* [EXERCISE DIRECTIONS]: The listing should be returned in its entirety, exactly as given.

* [PROVIDED RECORDS]:
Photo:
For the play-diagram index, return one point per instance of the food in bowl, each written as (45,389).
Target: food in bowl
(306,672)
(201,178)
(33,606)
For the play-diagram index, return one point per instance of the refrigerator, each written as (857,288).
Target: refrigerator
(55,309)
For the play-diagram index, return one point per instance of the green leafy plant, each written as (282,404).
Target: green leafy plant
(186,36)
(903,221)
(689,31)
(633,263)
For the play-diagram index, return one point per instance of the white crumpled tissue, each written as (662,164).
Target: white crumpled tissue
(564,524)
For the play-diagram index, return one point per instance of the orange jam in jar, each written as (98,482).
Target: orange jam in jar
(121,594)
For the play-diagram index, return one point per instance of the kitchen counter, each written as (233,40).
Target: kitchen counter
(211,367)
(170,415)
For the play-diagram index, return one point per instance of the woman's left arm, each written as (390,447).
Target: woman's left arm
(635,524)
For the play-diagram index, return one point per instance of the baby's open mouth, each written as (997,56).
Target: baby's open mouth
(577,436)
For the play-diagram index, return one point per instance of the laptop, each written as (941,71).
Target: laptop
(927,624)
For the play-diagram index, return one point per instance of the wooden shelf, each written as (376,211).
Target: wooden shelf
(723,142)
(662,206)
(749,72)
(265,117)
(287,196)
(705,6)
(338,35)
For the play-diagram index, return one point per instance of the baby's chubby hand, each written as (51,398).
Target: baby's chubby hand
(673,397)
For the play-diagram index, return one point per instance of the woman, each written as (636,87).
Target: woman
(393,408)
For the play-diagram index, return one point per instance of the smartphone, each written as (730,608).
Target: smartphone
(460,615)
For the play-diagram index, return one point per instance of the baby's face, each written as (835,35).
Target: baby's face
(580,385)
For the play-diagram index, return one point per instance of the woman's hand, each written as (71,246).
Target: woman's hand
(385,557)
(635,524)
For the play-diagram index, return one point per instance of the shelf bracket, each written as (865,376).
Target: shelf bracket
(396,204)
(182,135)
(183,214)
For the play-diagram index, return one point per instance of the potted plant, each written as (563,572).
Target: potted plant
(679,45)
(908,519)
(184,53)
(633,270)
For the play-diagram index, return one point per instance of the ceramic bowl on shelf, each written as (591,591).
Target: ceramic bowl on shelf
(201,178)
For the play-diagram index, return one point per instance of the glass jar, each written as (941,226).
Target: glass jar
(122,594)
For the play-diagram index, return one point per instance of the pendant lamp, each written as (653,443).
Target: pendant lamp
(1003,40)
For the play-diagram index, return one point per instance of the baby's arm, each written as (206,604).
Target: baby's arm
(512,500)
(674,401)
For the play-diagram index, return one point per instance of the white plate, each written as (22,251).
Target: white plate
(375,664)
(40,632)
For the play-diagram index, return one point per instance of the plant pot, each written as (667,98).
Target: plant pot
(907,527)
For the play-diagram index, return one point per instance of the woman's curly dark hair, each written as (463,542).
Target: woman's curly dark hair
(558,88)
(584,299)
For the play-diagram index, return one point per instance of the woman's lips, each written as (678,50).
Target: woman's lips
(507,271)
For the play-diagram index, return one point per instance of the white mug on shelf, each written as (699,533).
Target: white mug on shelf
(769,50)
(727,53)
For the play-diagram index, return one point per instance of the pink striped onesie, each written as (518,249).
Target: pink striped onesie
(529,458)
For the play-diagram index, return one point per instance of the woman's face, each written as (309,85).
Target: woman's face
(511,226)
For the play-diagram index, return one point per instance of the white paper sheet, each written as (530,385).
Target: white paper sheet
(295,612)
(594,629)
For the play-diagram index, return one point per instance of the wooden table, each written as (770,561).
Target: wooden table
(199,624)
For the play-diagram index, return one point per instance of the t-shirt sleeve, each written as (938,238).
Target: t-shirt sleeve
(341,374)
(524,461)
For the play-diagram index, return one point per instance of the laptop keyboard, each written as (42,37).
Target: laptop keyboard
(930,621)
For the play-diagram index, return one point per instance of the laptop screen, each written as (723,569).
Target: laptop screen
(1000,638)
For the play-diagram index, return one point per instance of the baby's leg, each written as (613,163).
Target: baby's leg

* [EXERCISE ANSWER]:
Photo:
For the play-diagram index, return one point per instance of the food in bowl, each written as (45,389).
Target: food in bowl
(306,672)
(201,178)
(33,606)
For the play-diagram index, return one point per instance of the refrigerator, each written as (857,288).
Target: refrigerator
(55,309)
For the play-diagram index, return one point per instance of the green leafy plant, each written as (282,404).
Target: green leafy plant
(186,36)
(903,221)
(689,31)
(633,263)
For the play-diagram index, return one point per instance of the white crumpled tissue, each written as (662,164).
Target: white crumpled tissue
(564,524)
For the play-diagram index, return one point per instance of the orange jam in jar, each written as (98,482).
Target: orange jam in jar
(121,594)
For the play-diagram index, return one point per instance of the kitchen counter, each written as (233,40).
Target: kitchen counter
(211,367)
(170,415)
For the play-diagram index, return one point per instance of the woman's left arm, each written as (390,447).
Target: woman's left arm
(635,524)
For the play-diagram index, return one point per instance of the baby's open mouth, each written as (997,56).
Target: baby's open mouth
(577,436)
For the play-diagram index, return one point per instance of the laptop, each written as (941,71).
Target: laptop
(927,624)
For the play-diagram index, return one point per instance of the wooden shelf, each written as (376,211).
Target: wooden shelf
(723,142)
(662,206)
(749,72)
(265,117)
(287,196)
(705,6)
(338,35)
For the play-diagram index, return one point per instance of the baby's chubby hand, each written as (51,398).
Target: baby's chubby hand
(673,397)
For the play-diagram index, return one point per instance of the woman, each written as (636,87).
Target: woman
(393,408)
For the play-diagram index, return one point per instance of the smartphone, each written as (730,608).
Target: smartphone
(460,615)
For the play-diagram index, return one point per instance of the baby's face, each written as (835,35).
Target: baby's face
(580,385)
For the play-diagram index, return one point per instance of the woman's hand, each written as (71,246).
Target: woman's hand
(385,557)
(635,524)
For the play-diagram index, return one point per instance of the shelf bracket, each written as (865,376).
Target: shelf bracket
(396,204)
(182,135)
(183,214)
For the play-diagram index, return one point per instance of the potted plant, each written as (563,572).
Target: potted plant
(679,45)
(908,519)
(184,53)
(633,270)
For the play-diagram index, return one point per instance of the ceramic bowl on shelf, each written as (591,591).
Target: ceramic bowl on shelf
(201,178)
For the play-diagram index, return one point per instance of the glass jar, each written as (941,226).
Target: glass jar
(122,594)
For the play-diagram index, return one point per instance of the pendant lamp, each written as (653,443).
Target: pendant lamp
(1003,40)
For the play-diagram index, return one point per instance of the baby's arm, each written as (206,604).
Target: baby's arm
(512,500)
(674,401)
For the play-diagram index, return one point per instance of the white plate, each written as (22,251).
Target: white plate
(375,664)
(40,632)
For the play-diagram index, return one point per instance of the plant pot, each written as (667,98).
Target: plant pot
(907,527)
For the play-diagram index, return one point per instance of the woman's curly dark hair, each written as (463,542).
Target: woman's curly dark hair
(558,88)
(584,299)
For the play-diagram index, return one point per instance of the woman's lips, each written as (678,50).
Target: woman's lips
(507,271)
For the play-diagram index, return one point per instance of the white mug on shelf, each written as (699,533).
Target: white mug on shelf
(769,50)
(727,53)
For the play-diagram index, return one point per instance of the pink striped onesie, each written as (518,249).
Target: pink striped onesie
(529,458)
For the play-diagram index, return one point per instance of the woman's face, each written as (309,85).
Target: woman's face
(511,226)
For the play-diagram index, return one point per instance of the white paper sheet, each written as (530,385).
Target: white paper sheet
(295,612)
(594,629)
For the play-diagram index, return one point per instance of the wooden table, each written as (770,561).
Target: wooden table
(199,624)
For the play-diagram index, return one point per instance of the t-shirt sleeve, each written as (938,238).
Target: t-shirt sleeve
(341,374)
(524,461)
For the play-diagram index, return one point per instance of the laptop keyboard, each written as (42,37).
Target: laptop keyboard
(930,621)
For the play-diagram index, return one point per instance of the laptop screen, each written as (723,569).
Target: laptop screen
(1000,638)
For the play-diagram index, return one point per instance of the baby's leg, each written as (613,163).
Target: baby's leg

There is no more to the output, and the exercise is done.